Data excerpts:
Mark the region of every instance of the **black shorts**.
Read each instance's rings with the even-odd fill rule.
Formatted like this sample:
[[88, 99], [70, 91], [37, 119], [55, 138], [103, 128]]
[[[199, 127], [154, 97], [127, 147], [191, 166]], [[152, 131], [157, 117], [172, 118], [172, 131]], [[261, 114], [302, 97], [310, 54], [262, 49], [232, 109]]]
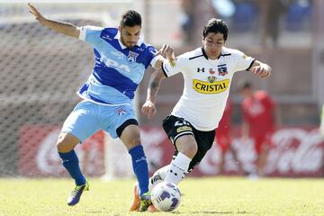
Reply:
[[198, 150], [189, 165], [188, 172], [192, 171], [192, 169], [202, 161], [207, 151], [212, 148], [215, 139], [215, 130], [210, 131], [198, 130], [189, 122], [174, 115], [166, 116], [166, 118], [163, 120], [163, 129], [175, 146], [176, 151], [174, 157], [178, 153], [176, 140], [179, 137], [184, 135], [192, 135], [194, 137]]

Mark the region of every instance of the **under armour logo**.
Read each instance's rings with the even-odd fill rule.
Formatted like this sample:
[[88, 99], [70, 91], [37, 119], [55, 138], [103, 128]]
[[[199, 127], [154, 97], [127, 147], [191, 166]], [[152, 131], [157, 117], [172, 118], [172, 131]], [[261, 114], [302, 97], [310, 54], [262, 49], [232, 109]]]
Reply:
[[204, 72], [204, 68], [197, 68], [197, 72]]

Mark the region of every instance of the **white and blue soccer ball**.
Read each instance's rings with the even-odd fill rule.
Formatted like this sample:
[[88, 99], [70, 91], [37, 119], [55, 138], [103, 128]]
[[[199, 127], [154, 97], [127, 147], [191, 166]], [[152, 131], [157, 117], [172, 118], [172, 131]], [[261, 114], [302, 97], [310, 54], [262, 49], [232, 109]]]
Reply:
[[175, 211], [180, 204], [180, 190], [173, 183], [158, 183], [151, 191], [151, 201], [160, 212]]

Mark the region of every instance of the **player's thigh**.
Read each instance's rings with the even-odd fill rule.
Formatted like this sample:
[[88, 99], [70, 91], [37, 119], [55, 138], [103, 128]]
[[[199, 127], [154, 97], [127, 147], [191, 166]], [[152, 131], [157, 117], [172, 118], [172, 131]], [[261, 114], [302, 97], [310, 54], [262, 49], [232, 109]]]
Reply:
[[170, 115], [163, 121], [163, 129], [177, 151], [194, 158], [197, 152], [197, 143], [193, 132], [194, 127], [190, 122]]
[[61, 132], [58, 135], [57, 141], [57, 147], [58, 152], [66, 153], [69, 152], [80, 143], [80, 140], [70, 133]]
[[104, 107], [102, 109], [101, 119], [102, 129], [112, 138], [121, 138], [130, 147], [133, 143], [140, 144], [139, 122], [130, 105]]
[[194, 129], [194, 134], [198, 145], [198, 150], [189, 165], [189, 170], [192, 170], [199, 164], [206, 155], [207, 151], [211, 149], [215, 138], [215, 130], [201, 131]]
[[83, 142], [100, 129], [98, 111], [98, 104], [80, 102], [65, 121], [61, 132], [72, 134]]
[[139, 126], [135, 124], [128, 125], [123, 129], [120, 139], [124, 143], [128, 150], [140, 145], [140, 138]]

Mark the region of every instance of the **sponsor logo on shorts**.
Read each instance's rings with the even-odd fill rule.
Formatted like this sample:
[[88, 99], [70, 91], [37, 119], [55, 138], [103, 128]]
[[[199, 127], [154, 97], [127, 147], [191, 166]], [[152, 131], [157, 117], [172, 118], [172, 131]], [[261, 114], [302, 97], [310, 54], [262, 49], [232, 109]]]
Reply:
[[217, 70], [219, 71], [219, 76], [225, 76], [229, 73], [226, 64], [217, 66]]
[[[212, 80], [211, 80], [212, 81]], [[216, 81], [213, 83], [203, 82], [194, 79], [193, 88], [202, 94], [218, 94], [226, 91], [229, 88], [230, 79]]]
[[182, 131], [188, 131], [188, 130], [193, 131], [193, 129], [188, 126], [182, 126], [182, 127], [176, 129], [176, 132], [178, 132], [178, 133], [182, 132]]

---

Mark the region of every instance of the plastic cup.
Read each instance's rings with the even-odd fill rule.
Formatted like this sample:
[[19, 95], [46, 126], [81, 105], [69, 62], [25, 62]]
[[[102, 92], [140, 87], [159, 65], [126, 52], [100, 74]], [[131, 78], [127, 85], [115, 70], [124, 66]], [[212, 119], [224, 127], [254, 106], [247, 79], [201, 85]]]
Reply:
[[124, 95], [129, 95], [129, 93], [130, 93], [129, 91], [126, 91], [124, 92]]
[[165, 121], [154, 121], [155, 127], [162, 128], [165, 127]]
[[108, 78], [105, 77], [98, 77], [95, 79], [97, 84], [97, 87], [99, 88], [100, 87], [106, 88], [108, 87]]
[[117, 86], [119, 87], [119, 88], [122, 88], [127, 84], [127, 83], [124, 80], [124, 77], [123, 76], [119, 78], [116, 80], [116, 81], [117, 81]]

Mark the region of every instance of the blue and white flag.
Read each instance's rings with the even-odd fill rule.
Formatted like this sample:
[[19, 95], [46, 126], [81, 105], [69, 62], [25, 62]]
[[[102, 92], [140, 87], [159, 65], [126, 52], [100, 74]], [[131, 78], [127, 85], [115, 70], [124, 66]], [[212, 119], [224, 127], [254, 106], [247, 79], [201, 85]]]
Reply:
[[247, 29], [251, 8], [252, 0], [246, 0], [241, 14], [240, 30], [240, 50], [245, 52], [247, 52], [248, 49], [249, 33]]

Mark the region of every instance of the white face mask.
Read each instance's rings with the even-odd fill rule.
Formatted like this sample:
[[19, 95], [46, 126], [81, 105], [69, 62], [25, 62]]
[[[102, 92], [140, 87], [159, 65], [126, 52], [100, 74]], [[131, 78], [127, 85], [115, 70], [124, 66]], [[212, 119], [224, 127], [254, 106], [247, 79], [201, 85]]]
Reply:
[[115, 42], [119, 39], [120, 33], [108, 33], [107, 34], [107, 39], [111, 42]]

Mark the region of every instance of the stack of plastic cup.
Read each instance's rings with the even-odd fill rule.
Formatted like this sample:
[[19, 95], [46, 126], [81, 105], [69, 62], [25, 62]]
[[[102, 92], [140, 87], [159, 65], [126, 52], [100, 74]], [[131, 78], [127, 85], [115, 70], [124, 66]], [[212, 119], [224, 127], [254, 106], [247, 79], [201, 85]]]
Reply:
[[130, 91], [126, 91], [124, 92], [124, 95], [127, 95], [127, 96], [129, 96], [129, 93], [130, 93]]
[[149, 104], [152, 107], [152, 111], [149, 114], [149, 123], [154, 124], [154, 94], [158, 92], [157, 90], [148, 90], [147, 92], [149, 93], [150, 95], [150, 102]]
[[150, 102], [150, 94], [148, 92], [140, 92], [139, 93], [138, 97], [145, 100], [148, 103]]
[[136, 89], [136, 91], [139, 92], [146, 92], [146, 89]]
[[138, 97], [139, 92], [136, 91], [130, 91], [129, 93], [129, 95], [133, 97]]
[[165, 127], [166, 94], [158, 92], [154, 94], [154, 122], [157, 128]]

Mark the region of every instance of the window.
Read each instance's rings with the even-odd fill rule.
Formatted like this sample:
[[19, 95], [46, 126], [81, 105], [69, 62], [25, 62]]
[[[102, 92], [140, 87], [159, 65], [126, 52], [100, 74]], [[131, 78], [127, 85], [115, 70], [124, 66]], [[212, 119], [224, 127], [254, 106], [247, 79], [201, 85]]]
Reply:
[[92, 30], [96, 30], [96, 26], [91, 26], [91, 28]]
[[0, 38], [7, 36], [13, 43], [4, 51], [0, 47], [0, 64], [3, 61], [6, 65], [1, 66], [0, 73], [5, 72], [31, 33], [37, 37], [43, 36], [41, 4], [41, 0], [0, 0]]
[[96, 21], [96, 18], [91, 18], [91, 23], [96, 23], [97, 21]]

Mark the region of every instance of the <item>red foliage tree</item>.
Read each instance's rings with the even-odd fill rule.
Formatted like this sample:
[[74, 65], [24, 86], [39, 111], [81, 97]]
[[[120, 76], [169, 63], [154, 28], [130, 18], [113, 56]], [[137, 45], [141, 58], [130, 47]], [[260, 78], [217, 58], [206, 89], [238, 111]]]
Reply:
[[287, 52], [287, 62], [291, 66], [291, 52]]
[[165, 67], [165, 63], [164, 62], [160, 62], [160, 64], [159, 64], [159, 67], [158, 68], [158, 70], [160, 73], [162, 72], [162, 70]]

Goal:
Render the lines above as a JSON list of strings, one string per line, starting with the line that contains "Mark the region of every instance of the white" and going on through the line that contains "122], [157, 128]]". Include both of those lines and leave out any blank lines.

Result of the exercise:
[
  "Mark the region of every instance of the white face mask.",
  "Read each instance's rings with the even-odd fill rule.",
  "Formatted like this sample:",
  "[[19, 95], [46, 126], [81, 105], [69, 62], [25, 62]]",
  "[[[102, 92], [140, 87], [159, 65], [126, 52], [100, 74]], [[131, 78], [127, 85], [115, 70], [124, 66]], [[212, 119], [224, 127], [254, 106], [247, 79], [201, 85]]]",
  "Reply:",
  "[[115, 42], [119, 39], [120, 33], [108, 33], [107, 34], [107, 39], [111, 42]]",
  "Mark the region of every instance of the stack of plastic cup.",
  "Read each instance's rings with the even-odd fill rule.",
  "Formatted like this sample:",
  "[[19, 95], [46, 126], [81, 105], [69, 62], [25, 62]]",
  "[[[102, 92], [140, 87], [159, 65], [126, 52], [100, 74]], [[131, 78], [127, 85], [115, 70], [124, 66]], [[212, 119], [224, 127], [254, 106], [247, 79], [201, 85]]]",
  "Reply:",
  "[[130, 91], [126, 91], [124, 92], [124, 95], [127, 95], [127, 96], [129, 96], [129, 93], [130, 93]]",
  "[[149, 104], [152, 107], [152, 111], [149, 114], [149, 123], [154, 124], [154, 94], [158, 92], [157, 90], [148, 90], [147, 92], [149, 93], [150, 95], [150, 102]]",
  "[[150, 102], [150, 94], [148, 92], [140, 92], [139, 93], [138, 97], [145, 100], [148, 103]]",
  "[[136, 89], [136, 91], [139, 92], [146, 92], [146, 89]]",
  "[[138, 97], [139, 92], [136, 91], [130, 91], [129, 93], [129, 95], [133, 97]]",
  "[[165, 127], [166, 94], [158, 92], [154, 94], [154, 122], [157, 128]]"
]